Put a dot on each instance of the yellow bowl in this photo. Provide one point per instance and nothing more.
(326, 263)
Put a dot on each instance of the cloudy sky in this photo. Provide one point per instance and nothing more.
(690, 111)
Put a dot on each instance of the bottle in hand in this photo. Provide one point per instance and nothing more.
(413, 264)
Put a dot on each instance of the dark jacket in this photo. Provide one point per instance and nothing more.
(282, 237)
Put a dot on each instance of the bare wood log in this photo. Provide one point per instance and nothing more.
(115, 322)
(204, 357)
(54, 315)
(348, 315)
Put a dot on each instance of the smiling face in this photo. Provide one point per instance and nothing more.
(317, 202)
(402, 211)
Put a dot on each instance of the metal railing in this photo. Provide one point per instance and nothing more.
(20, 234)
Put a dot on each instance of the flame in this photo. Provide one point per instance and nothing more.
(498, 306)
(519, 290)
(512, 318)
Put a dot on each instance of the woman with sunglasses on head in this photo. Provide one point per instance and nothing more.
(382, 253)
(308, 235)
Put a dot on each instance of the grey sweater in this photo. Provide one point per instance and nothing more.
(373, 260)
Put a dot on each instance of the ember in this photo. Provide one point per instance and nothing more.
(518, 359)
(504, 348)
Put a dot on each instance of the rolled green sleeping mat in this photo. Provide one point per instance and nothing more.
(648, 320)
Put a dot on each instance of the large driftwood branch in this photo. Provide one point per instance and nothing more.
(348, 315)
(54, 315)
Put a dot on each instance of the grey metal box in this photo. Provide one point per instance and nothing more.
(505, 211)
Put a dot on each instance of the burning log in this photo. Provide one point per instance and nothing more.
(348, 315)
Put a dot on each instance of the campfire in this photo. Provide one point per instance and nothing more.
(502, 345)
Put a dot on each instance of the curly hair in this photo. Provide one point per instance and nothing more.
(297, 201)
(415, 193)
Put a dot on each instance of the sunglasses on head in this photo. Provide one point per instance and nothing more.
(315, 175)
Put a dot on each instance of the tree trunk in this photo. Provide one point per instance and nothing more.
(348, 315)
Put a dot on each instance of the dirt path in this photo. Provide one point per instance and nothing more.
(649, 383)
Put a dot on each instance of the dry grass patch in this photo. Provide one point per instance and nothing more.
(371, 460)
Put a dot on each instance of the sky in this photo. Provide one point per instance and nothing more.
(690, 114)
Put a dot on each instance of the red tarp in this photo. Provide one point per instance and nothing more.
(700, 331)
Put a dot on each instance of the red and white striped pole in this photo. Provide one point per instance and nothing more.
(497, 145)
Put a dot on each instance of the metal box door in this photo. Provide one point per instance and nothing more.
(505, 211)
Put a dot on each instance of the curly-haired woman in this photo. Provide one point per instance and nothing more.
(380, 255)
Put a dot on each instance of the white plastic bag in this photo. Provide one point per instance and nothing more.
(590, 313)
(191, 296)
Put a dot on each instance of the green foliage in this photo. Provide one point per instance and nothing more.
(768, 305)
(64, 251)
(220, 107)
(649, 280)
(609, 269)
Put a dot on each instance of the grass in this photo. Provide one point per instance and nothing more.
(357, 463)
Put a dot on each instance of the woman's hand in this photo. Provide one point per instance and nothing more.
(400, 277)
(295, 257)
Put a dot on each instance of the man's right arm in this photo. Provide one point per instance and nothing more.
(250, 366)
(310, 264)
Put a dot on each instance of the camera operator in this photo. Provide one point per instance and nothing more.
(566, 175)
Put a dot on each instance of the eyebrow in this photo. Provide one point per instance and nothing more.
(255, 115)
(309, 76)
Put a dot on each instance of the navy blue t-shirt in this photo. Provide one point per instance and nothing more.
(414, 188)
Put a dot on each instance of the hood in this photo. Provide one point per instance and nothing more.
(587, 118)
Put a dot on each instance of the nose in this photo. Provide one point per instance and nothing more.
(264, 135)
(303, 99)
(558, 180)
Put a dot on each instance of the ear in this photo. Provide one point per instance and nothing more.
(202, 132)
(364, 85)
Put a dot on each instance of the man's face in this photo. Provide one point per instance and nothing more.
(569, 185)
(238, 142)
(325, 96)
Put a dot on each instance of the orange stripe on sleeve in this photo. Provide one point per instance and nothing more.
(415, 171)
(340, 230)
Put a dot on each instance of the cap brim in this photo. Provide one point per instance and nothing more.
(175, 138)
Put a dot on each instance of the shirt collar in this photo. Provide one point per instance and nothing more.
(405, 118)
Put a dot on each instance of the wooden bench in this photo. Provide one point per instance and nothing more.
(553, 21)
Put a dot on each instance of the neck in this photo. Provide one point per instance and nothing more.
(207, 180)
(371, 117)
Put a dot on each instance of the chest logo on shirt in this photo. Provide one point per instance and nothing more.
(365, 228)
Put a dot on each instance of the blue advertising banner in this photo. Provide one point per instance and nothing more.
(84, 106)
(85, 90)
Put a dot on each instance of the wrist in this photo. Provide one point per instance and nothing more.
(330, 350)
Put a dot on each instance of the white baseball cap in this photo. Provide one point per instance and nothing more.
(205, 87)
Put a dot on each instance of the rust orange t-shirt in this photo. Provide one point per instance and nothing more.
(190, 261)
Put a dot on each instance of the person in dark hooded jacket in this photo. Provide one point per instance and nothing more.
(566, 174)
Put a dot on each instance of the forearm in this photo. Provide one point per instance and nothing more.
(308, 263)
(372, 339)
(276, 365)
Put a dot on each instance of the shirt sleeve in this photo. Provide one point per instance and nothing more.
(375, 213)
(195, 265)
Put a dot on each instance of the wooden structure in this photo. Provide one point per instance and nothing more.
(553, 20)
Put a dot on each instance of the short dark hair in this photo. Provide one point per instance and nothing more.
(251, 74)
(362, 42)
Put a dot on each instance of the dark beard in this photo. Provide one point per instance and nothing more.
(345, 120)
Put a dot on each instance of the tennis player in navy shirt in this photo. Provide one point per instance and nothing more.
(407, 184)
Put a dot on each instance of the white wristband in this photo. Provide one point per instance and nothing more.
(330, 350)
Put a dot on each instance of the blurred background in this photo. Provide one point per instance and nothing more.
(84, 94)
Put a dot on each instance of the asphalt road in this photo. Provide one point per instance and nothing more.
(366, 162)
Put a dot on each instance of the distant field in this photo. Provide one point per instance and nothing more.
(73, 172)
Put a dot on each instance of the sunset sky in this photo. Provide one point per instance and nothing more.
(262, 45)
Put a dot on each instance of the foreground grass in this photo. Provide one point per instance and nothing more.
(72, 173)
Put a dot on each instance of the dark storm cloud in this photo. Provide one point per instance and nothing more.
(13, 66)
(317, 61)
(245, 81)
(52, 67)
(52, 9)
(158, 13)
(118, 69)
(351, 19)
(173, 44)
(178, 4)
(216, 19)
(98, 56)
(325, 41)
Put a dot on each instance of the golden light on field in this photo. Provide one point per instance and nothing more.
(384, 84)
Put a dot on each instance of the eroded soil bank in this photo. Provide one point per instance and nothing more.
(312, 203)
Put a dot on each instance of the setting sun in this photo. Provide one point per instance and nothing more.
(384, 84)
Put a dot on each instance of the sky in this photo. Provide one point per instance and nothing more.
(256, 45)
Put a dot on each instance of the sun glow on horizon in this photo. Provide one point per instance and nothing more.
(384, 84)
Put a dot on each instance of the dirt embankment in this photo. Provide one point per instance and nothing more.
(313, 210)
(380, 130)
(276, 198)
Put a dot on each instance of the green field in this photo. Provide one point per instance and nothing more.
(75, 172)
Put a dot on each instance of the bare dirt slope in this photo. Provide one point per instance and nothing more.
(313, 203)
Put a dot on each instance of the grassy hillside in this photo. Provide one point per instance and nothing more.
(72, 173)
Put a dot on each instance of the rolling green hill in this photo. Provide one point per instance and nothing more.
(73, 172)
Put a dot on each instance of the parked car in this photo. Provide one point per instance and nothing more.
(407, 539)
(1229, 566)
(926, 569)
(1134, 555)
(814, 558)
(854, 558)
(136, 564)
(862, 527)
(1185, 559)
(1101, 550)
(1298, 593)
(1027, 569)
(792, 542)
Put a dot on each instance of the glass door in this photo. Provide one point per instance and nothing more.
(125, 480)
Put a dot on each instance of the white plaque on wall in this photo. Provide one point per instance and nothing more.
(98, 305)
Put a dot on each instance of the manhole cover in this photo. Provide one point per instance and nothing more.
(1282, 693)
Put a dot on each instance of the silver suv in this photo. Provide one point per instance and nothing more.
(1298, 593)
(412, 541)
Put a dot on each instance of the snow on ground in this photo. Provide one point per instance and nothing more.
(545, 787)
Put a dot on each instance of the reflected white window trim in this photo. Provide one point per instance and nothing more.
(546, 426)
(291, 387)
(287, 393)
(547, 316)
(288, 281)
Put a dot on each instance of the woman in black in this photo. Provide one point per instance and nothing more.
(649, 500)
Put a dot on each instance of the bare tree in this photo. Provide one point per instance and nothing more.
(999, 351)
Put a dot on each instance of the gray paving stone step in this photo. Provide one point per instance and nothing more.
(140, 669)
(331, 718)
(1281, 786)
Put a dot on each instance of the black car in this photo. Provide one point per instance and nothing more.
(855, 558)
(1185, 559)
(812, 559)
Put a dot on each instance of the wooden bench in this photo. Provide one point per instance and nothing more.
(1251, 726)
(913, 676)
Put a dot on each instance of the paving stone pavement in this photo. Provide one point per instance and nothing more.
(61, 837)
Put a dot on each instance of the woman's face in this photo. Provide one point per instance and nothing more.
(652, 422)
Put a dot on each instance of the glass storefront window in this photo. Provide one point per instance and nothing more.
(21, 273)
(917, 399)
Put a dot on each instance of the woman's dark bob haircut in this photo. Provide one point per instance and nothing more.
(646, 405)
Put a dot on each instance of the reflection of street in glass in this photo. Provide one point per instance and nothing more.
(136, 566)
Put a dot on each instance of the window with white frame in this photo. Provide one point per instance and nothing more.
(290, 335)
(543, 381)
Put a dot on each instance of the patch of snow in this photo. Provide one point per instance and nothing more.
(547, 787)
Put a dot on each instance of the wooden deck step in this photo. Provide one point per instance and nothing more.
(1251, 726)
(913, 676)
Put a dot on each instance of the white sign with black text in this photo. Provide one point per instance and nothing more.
++++++++
TASK TO COMPLETE |
Repeat word for word from the line holding "Put a dot on each instance of the patch" down to the last line above, including both.

EXERCISE SOLUTION |
Put a dot on each instance of the patch of snow in this photo. Provide one point per instance and nothing more.
(547, 787)
Put a dot on each instance of the wooden deck step in this photo. Provide one point per instance and nothing more.
(1251, 726)
(913, 676)
Put a dot on each instance of the white sign with black text in this photo. Provide one point per instance and nothing more.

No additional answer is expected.